◆ Requirement
Starting at the line that contains "panel above? Mark it with a dot." and running through the end of the data, format those lines as a Markdown table with the columns Row and Data line, numbering each row and skipping blank lines.

◆ Input data
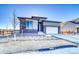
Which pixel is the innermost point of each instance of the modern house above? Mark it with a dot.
(70, 27)
(37, 24)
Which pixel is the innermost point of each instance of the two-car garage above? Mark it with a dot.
(51, 27)
(50, 30)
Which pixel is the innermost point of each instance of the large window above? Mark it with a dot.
(29, 24)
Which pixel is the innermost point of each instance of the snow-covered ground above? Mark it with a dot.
(67, 37)
(71, 50)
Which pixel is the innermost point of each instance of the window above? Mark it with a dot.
(29, 24)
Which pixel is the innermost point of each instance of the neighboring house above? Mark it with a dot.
(70, 27)
(37, 24)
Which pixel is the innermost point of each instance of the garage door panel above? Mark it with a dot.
(51, 30)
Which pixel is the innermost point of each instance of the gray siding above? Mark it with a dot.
(51, 24)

◆ Result of the task
| Row | Data line |
|---|---|
| 1 | Which pixel is the innermost point of each instance of the garage door panel above? Mark it with a dot. |
| 2 | (51, 30) |
| 3 | Which pixel is the innermost point of each instance of the gray siding above? Mark it with a dot. |
| 4 | (51, 24) |